What you need to do:
Give the entries again exactly, without pictures.

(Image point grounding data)

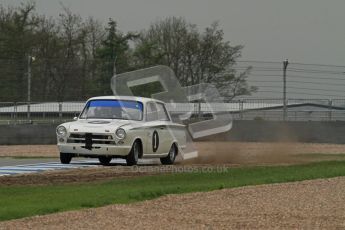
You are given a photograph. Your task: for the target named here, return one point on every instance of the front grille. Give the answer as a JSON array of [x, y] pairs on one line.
[[105, 139]]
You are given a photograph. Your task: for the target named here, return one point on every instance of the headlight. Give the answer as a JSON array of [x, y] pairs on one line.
[[61, 131], [120, 133]]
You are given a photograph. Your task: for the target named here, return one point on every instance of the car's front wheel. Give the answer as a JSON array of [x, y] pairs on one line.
[[170, 159], [104, 160], [65, 158], [133, 156]]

Task solution:
You are given a photograph. Your task: for the target named here, return one point on every instance of the front grille. Give the answer as a JSON array of [x, y] pairs on one line.
[[105, 139]]
You are given a photograph. Your task: for the target named here, return one point on every instance of the headlight. Give the answer as a JSON array of [x, y] pairs on one line.
[[61, 131], [120, 133]]
You are given a photograph. Your task: for the target named here, return one point on every instance of the car's front wheel. Give the answer as a JSON array of [x, y] pairs on one line.
[[170, 159], [104, 160], [65, 158], [133, 156]]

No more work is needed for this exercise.